_Document text_
↓↓↓
Problems this creates:

No long-term personalization
No user memory
Repeated explanations
Poor multi-session experience

If you're building anything beyond a demo, you need persistent memory.

What Is a Persistent Memory Layer?

A persistent memory layer:

Stores meaningful interactions
Converts them into embeddings
Saves them in a vector database
Retrieves relevant memories for future conversations

Instead of stuffing everything into context, you retrieve only what matters.

Architecture overview:

User Input
    ↓
Embed Input
    ↓
Store in Vector DB
    ↓
Retrieve Relevant Past Memories
    ↓
Build Context
    ↓
Send to LLM

Simple. Powerful.

Step 1: Install Dependencies

We’ll use:

openai
faiss
numpy

Install:

pip install openai faiss-cpu numpy

Step 2: Create a Memory Store

Let’s build a minimal memory system.

import faiss
import numpy as np
from openai import OpenAI

client = OpenAI()

dimension = 1536  # OpenAI embedding size
index = faiss.IndexFlatL2(dimension)

memory_texts = []

This creates a simple in-memory FAISS vector store.

Step 3: Store Memories

Every time the user sends something meaningful, embed and store it.
↑↑↑
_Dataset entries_
↓↓↓
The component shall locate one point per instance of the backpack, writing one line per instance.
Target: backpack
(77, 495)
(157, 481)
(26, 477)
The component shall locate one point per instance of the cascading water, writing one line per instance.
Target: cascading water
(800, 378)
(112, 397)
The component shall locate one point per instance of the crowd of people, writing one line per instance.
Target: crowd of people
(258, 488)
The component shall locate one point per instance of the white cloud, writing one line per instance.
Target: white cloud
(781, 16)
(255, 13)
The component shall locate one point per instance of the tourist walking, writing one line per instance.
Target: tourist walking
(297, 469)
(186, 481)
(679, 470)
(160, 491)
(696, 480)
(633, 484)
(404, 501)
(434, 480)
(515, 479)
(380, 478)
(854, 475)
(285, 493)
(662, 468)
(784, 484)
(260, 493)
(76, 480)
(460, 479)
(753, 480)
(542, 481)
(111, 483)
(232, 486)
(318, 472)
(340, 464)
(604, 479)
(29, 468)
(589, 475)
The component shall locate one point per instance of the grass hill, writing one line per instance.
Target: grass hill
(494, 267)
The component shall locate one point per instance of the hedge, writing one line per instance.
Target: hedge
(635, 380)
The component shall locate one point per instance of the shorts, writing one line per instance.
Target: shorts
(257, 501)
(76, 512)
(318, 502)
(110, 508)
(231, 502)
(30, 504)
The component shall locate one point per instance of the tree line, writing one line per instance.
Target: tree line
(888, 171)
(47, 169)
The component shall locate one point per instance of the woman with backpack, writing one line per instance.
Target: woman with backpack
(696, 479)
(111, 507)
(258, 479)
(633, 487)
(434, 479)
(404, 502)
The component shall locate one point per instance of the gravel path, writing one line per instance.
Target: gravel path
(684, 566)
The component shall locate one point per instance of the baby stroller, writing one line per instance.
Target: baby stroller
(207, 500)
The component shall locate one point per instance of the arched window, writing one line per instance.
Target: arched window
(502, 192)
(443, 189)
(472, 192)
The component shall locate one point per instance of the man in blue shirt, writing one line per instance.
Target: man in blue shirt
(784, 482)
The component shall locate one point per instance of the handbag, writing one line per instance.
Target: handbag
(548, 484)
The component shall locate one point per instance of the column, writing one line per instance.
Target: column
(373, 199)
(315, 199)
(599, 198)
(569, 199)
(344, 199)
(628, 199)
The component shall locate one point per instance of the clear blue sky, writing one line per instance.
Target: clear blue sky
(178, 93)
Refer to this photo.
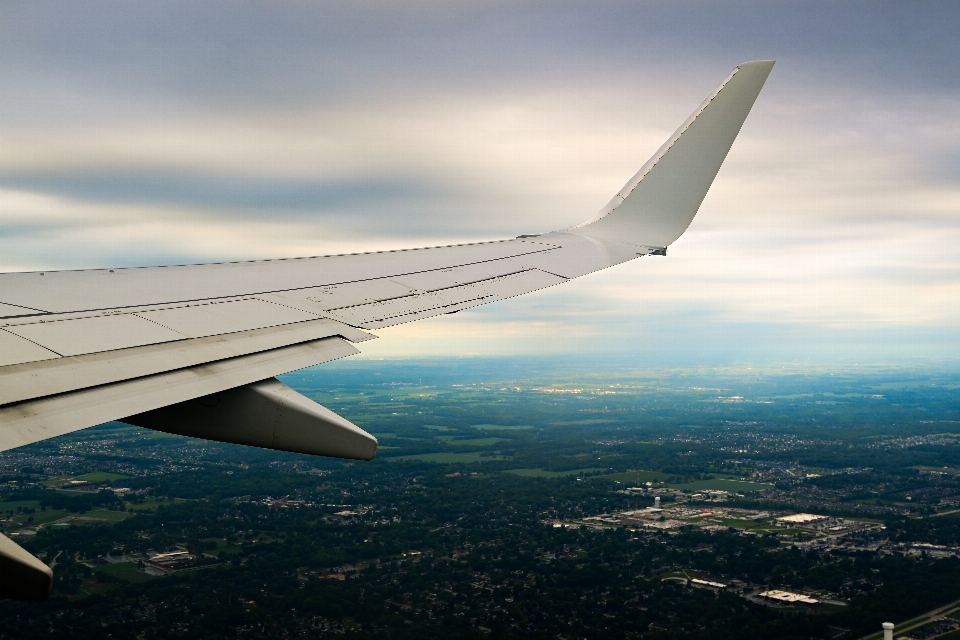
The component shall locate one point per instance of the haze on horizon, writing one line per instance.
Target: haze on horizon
(171, 132)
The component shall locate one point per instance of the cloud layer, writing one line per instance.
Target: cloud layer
(168, 132)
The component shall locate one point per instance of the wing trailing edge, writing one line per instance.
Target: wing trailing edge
(660, 201)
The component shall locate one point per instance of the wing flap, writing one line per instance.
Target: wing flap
(34, 420)
(201, 320)
(90, 335)
(39, 379)
(448, 300)
(14, 350)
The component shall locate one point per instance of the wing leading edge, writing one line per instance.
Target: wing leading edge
(193, 349)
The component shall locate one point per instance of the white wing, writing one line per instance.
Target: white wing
(192, 349)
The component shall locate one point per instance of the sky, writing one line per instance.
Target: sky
(178, 132)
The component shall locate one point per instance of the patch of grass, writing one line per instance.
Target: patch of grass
(733, 486)
(16, 504)
(109, 516)
(471, 442)
(149, 504)
(637, 477)
(51, 515)
(495, 427)
(447, 458)
(540, 473)
(123, 570)
(101, 476)
(92, 588)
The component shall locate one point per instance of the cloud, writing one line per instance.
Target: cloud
(178, 132)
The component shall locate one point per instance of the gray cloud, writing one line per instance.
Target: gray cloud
(179, 131)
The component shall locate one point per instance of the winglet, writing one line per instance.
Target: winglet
(658, 204)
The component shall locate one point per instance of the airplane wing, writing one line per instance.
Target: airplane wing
(194, 349)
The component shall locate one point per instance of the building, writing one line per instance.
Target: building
(788, 598)
(800, 518)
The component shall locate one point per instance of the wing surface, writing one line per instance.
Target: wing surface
(194, 349)
(78, 348)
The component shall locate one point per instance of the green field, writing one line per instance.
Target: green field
(123, 570)
(101, 476)
(500, 427)
(540, 473)
(16, 504)
(733, 486)
(471, 442)
(447, 458)
(637, 477)
(109, 516)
↑↑↑
_Exercise details_
In the text on persistent memory layers, what value does the code assign to the embedding dimension? These rows come from a separate source.

_Problem solution_
1536